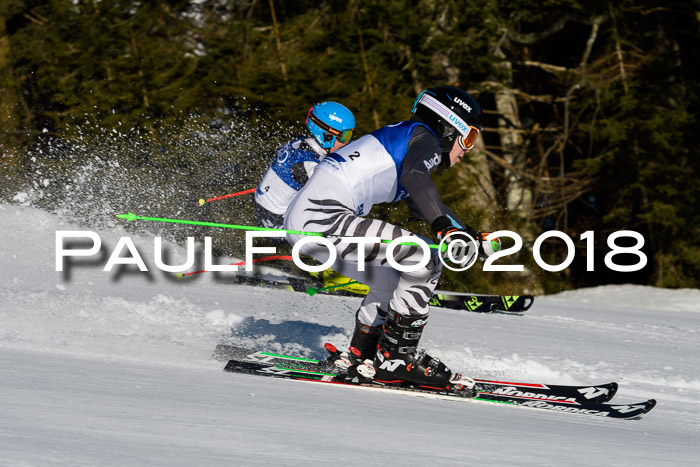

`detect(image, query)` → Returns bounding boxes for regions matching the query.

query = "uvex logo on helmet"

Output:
[454,97,472,112]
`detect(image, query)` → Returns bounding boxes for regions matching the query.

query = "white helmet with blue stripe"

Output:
[306,101,355,149]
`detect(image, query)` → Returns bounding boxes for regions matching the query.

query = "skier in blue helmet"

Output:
[254,101,355,229]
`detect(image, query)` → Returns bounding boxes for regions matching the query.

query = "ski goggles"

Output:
[457,125,481,151]
[306,107,355,143]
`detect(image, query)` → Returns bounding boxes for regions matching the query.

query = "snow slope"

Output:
[0,205,700,466]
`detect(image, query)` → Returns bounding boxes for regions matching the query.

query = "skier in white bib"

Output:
[254,101,355,229]
[285,86,493,388]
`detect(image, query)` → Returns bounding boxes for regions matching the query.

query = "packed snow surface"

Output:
[0,205,700,466]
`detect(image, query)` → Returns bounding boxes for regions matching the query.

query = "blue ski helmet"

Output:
[306,101,355,149]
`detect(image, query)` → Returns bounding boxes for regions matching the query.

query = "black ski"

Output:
[224,360,656,418]
[231,275,535,313]
[214,344,618,403]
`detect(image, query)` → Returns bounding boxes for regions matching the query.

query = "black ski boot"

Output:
[374,308,474,390]
[335,315,381,379]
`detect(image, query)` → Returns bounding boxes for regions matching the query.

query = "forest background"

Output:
[0,0,700,294]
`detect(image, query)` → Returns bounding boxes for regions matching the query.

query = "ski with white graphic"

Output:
[214,344,618,403]
[231,275,535,313]
[224,359,656,418]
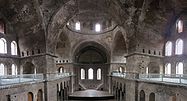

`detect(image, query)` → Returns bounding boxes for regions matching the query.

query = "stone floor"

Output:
[69,89,114,101]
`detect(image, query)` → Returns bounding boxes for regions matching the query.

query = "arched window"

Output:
[58,67,64,73]
[176,62,183,74]
[12,64,17,75]
[149,93,155,101]
[27,92,33,101]
[97,68,101,80]
[165,63,171,74]
[0,21,5,34]
[0,38,7,54]
[177,20,183,33]
[165,41,172,56]
[140,90,145,101]
[75,22,81,30]
[95,23,101,32]
[81,68,85,80]
[88,68,93,80]
[0,63,5,76]
[175,39,183,55]
[146,67,149,74]
[119,67,123,73]
[11,41,17,55]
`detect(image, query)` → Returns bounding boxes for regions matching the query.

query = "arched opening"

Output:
[176,20,183,33]
[81,68,85,80]
[58,67,64,74]
[165,41,172,56]
[112,31,127,63]
[0,20,5,34]
[0,38,7,54]
[149,93,155,101]
[140,90,145,101]
[23,62,36,74]
[12,64,18,75]
[37,89,43,101]
[11,41,17,55]
[165,63,171,74]
[175,39,183,55]
[88,68,94,80]
[97,68,101,80]
[27,92,34,101]
[0,63,5,76]
[74,42,109,90]
[176,62,183,74]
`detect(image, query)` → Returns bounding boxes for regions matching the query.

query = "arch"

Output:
[176,19,184,33]
[23,62,36,74]
[113,31,127,56]
[73,41,110,63]
[46,0,78,53]
[165,63,171,74]
[0,38,7,54]
[95,23,101,32]
[27,92,34,101]
[88,68,94,80]
[55,33,71,58]
[149,93,155,101]
[140,90,145,101]
[165,41,172,56]
[97,68,102,80]
[176,62,184,74]
[58,67,64,73]
[0,20,5,34]
[0,63,5,76]
[81,68,86,80]
[11,41,17,55]
[175,39,183,55]
[36,89,43,101]
[75,21,81,30]
[11,64,18,75]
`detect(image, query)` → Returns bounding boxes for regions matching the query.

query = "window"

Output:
[176,62,183,74]
[177,20,183,33]
[175,39,183,55]
[165,41,172,56]
[58,67,64,73]
[0,38,7,54]
[149,93,155,101]
[97,68,101,80]
[0,63,5,76]
[0,21,5,34]
[95,23,101,32]
[119,67,123,73]
[88,68,93,80]
[81,68,85,80]
[12,64,18,75]
[165,63,171,74]
[75,22,81,30]
[11,41,17,55]
[140,90,145,101]
[146,67,149,74]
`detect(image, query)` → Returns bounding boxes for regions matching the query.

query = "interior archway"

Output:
[23,62,36,74]
[74,43,109,90]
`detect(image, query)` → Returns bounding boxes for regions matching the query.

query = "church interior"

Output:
[0,0,187,101]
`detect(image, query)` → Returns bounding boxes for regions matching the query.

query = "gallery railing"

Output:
[112,73,187,85]
[0,73,72,87]
[0,74,43,86]
[46,73,73,80]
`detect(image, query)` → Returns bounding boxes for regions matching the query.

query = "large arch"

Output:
[73,42,110,90]
[72,41,110,63]
[112,31,127,63]
[55,32,71,58]
[22,62,36,74]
________________
TASK TO COMPLETE — Rewrite all the data above with every "Output" changed to "Result" and everything else left as it is, and omit the pictures from your version.

RESPONSE TO THIS EXERCISE —
`detect(image, query)` → Returns bounding boxes for regions matching the query.

query = "uvex logo on helmet"

Result:
[454,97,472,112]
`detect(image, query)` → Returns bounding boxes for regions matching the query.

query = "white helmet with blue stripe"

Result:
[306,101,355,149]
`detect(image, query)` → Returns bounding boxes for regions matching the query.

query = "skier in blue helmet"

Result:
[254,101,355,229]
`detect(image, query)` → Returns bounding boxes for regions matching the query.

query = "ski goggles"

Result:
[457,125,481,151]
[306,107,355,143]
`detect(image, query)` → Returns bounding boxes for regions matching the query.

query = "snow slope"

Result:
[0,205,700,466]
`detect(image, query)` → Returns bounding boxes for regions matching the query.

query = "skier in white bib"

Result:
[254,101,355,229]
[285,86,493,388]
`detect(image, query)` → Returns bounding boxes for regions matching the query.

query = "packed snow surface"

Result:
[0,205,700,466]
`detect(image, query)` → Returns bounding boxes for regions matching the query.

query = "blue ski helmet"

Result:
[306,101,355,149]
`detect(image, query)` → Returns bounding boxes for regions matching the query.

query = "black ski"

Result:
[224,360,656,418]
[231,275,535,313]
[214,344,618,403]
`detect(image, query)` → Returns bounding boxes for regions matching the query.

query = "black ski boot"

Result:
[374,308,474,390]
[335,315,381,379]
`detect(image, query)` → Returns bounding boxes for regions matching the query.

query = "forest background"

Result:
[0,0,700,294]
`detect(image, query)` → Returns bounding boxes for regions matching the query.

query = "ski with white graphic"

Result:
[214,344,618,403]
[231,275,535,313]
[224,359,656,418]

`detect(image, query)` → Returns bounding boxes for regions matching the query.

query = "stone floor"

Result:
[69,89,114,101]
`detect(image, query)` → Returns bounding boxes for regions matching the query.

query = "arched window"

Result:
[58,67,64,73]
[176,62,183,74]
[12,64,17,75]
[149,93,155,101]
[27,92,33,101]
[97,68,101,80]
[165,63,171,74]
[0,21,5,34]
[0,38,7,54]
[177,20,183,33]
[165,41,172,56]
[140,90,145,101]
[75,22,81,30]
[95,23,101,32]
[81,68,85,80]
[88,68,93,80]
[0,63,5,76]
[175,39,183,55]
[146,67,149,74]
[119,67,123,73]
[11,41,17,55]
`detect(image, query)` → Returns bounding boxes for regions matching the query.

query = "arched opening"

Result:
[176,20,183,33]
[81,68,85,80]
[58,67,64,74]
[165,41,172,56]
[112,31,127,63]
[0,20,5,34]
[0,38,7,54]
[149,93,155,101]
[140,90,145,101]
[23,62,36,74]
[12,64,18,75]
[37,89,43,101]
[11,41,17,55]
[165,63,171,74]
[175,39,183,55]
[88,68,94,80]
[97,68,101,80]
[27,92,34,101]
[0,63,5,76]
[74,42,109,90]
[176,62,183,74]
`detect(image, query)` → Returns bounding boxes for regions matching the query.

query = "arch"

Result:
[176,19,184,33]
[23,62,36,74]
[113,31,127,56]
[73,41,110,63]
[46,0,78,53]
[165,63,171,74]
[0,38,7,54]
[95,23,101,32]
[27,92,34,101]
[88,68,94,80]
[55,33,71,58]
[149,93,155,101]
[140,90,145,101]
[165,41,172,56]
[97,68,102,80]
[176,62,184,74]
[58,67,64,73]
[0,20,5,34]
[0,63,5,76]
[81,68,86,80]
[11,41,17,55]
[175,39,183,55]
[36,89,43,101]
[75,21,81,30]
[11,64,18,75]
`detect(image, query)` → Returns bounding boxes for regions matching the query.

query = "window"

Result:
[176,62,183,74]
[177,20,183,33]
[175,39,183,55]
[165,41,172,56]
[58,67,64,73]
[0,38,7,54]
[149,93,155,101]
[97,68,101,80]
[0,63,5,76]
[0,21,5,34]
[95,23,101,32]
[119,67,123,73]
[88,68,93,80]
[81,68,85,80]
[12,64,18,75]
[165,63,171,74]
[75,22,81,30]
[11,41,17,55]
[140,90,145,101]
[146,67,149,74]
`detect(image, query)` → Returns bounding boxes for regions matching the query.

query = "interior archway"

Result:
[23,62,36,74]
[74,43,109,90]
`detect(image, query)` → Returns bounding boxes for regions matching the query.

query = "church interior"

Result:
[0,0,187,101]
`detect(image, query)` → Returns bounding boxes for regions matching the query.

query = "gallery railing"

Result:
[112,73,187,85]
[0,73,72,87]
[0,74,43,86]
[46,73,73,80]
`detect(image, query)` → Returns bounding boxes for regions matching the query.

query = "large arch"

Result:
[73,42,110,90]
[72,41,110,63]
[112,31,127,63]
[55,32,71,58]
[22,62,36,74]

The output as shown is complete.